» TÂCHES À RÉALISER
A) Condensez le paragraphe du texte sur Moltmann qui commence par « Le mouvement de l’utopie », sans en perdre les faits principaux.
B) Selon le texte sur Moltmann, qu’est-ce qui atteste que la dynamique née de la théologie de l’espérance garde toute son actualité ? Répondez en une à trois phrases.
C) Rédigez la suite du texte sur la pensée utopique selon Moltmann, à partir de sa dernière phrase.

» TEXTE FOURNI
------------------------

Le mouvement de l’utopie, selon Jürgen Moltmann. Apparue dans les années 1960, la théologie de l’espérance de Jürgen Moltmann a répondu à une grande aspiration et suscité une dynamique qui s’est poursuivie à travers le temps. Cette dynamique se poursuit et garde toute son actualité comme en témoigne un petit livre publié chez Labor et Fides et intitulé : « Utopie ». Cet ouvrage reprend quelques textes fondateurs de Moltmann en les introduisant par un avant-propos de Marion Muller-Colard et en les accompagnant des éclairages de quelques théologiens. Nous présentons ici le premier des trois chapitres de Moltmann : « Utopie et pensée utopique ». La tonalité du chapitre nous apparaît dans cette profonde pensée : « La pensée espérante est la pensée des possibles » (p 17).

------------------------

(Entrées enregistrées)
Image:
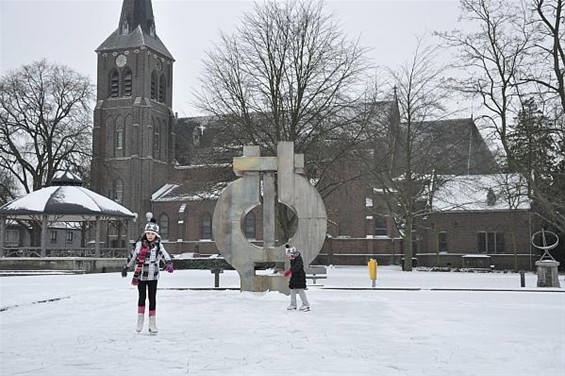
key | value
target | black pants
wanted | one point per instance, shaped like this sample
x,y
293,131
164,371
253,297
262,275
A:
x,y
142,288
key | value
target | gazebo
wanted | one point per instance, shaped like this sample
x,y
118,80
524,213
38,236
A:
x,y
66,200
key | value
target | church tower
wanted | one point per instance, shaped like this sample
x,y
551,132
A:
x,y
133,139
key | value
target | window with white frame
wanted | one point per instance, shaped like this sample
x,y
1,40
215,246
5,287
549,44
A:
x,y
12,237
164,226
206,231
442,241
380,225
490,242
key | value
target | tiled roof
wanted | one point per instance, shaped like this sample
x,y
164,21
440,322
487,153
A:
x,y
135,39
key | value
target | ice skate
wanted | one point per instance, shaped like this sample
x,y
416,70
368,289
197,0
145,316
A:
x,y
153,325
139,326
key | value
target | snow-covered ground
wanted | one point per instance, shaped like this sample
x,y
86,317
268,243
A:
x,y
409,325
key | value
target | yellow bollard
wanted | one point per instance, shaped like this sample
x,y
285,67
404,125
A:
x,y
373,271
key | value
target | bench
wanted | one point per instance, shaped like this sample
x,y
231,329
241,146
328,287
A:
x,y
315,272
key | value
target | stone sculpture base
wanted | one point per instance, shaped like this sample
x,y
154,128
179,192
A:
x,y
547,273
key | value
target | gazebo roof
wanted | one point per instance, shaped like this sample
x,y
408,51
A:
x,y
67,201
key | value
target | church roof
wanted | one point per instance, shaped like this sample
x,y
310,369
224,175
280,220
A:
x,y
136,29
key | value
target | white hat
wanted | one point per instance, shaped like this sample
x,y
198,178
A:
x,y
291,251
151,226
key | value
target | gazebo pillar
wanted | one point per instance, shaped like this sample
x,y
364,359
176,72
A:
x,y
97,240
44,235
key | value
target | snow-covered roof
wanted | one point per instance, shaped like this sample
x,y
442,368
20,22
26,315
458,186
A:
x,y
496,192
64,203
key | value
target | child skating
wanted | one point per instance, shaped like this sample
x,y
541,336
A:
x,y
297,283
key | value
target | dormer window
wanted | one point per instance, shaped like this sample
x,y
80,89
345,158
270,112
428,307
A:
x,y
491,197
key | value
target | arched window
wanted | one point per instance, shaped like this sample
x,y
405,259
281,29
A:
x,y
118,190
249,226
164,226
162,87
156,139
114,89
154,83
119,138
126,83
206,232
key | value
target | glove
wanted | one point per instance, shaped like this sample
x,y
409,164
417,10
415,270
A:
x,y
169,267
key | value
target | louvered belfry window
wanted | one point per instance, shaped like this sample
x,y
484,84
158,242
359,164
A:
x,y
162,85
114,84
154,86
127,83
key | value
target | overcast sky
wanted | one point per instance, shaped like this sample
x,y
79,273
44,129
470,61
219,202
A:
x,y
69,31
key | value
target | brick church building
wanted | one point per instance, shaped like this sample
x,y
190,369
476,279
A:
x,y
148,160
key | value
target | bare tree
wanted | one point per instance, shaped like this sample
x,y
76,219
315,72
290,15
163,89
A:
x,y
45,126
517,54
406,168
492,58
45,123
287,74
548,23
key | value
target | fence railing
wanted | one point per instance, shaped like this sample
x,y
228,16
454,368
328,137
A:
x,y
64,252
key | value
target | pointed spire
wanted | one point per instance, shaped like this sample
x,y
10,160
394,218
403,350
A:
x,y
137,13
136,29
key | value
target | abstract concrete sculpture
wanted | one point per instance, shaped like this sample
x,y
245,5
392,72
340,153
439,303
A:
x,y
244,194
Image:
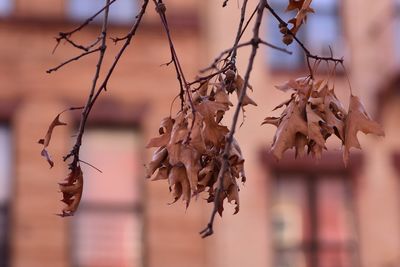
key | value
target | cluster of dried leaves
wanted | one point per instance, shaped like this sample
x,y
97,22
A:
x,y
71,187
190,146
313,114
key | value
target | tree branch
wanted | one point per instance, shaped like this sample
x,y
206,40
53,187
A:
x,y
255,41
307,52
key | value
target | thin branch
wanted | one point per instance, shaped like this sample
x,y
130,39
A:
x,y
307,52
225,163
86,110
90,165
73,59
128,40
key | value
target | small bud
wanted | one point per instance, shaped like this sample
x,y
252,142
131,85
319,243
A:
x,y
230,75
287,39
283,30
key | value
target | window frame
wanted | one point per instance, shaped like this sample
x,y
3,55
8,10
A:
x,y
114,19
5,208
109,114
308,171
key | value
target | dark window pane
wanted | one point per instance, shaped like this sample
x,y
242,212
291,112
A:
x,y
6,7
5,188
121,12
313,221
289,212
397,31
108,225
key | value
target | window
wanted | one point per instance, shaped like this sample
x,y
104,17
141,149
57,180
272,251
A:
x,y
121,12
108,226
321,30
312,214
397,31
6,7
5,175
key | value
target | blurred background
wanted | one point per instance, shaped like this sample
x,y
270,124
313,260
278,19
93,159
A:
x,y
293,214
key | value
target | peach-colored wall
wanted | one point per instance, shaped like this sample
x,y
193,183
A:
x,y
41,239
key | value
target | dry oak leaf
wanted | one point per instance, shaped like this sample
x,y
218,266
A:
x,y
314,129
165,134
301,16
71,188
358,120
335,115
239,83
196,137
300,142
300,86
190,158
179,184
292,122
46,140
158,157
294,4
212,132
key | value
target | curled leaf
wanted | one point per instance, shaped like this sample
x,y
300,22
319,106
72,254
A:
x,y
46,140
71,188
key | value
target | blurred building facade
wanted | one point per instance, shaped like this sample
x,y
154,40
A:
x,y
293,213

------------------------

» RÉPONSES PAR TÂCHE
A) Née dans les années 1960, la théologie de l’espérance de Jürgen Moltmann a répondu à une grande aspiration et lancé une dynamique toujours actuelle. En témoigne « Utopie », petit livre paru chez Labor et Fides, qui rassemble quelques textes fondateurs de Moltmann, précédés d’un avant-propos de Marion Muller-Colard et accompagnés des éclairages de quelques théologiens. Le premier des trois chapitres de Moltmann, « Utopie et pensée utopique », est présenté ici. Sa tonalité tient dans cette phrase : « La pensée espérante est la pensée des possibles » (p 17).

B) Un petit livre intitulé « Utopie », publié chez Labor et Fides, en témoigne. Cet ouvrage reprend quelques textes fondateurs de Moltmann, introduits par un avant-propos de Marion Muller-Colard et accompagnés des éclairages de quelques théologiens.

C)
Du passé, du présent et du futur
Jürgen Moltmann nous appelle à réfléchir sur notre rapport avec le passé et avec le futur en passant par notre vécu du temps présent. « La vie humaine est le temps de l’histoire. Elle est en tension entre le futur et le passé. Le futur est le domaine du possible, le passé, celui du réel ; quant au présent, c’est la ligne de front sur laquelle des possibilités peuvent être réalisées. » Mais comment entrons-nous en rapport avec notre passé ? Comment notre mémoire s’exerce-t-elle et quel est son rôle ?
« Par le souvenir, nous rendons présentes les expériences passées, et par la mémoire, nous relions la réalité présente à la réalité passée » (p 13) ; Ainsi s’établit une « continuité rétrospective ». C’est la mémoire qui engendre également l’identité. « Aussi bien individuellement que collectivement, nous trouvons et confirmons notre identité grâce à une identification remémorant notre passé » (p 13). Notre ressenti de ces souvenirs peut être bien différent. Cependant, « ce passé peut influencer notre présent et notre futur, de telle façon que nous revenons toujours à ces évènements dont nous reconnaissons qu’ils font partie de notre histoire ».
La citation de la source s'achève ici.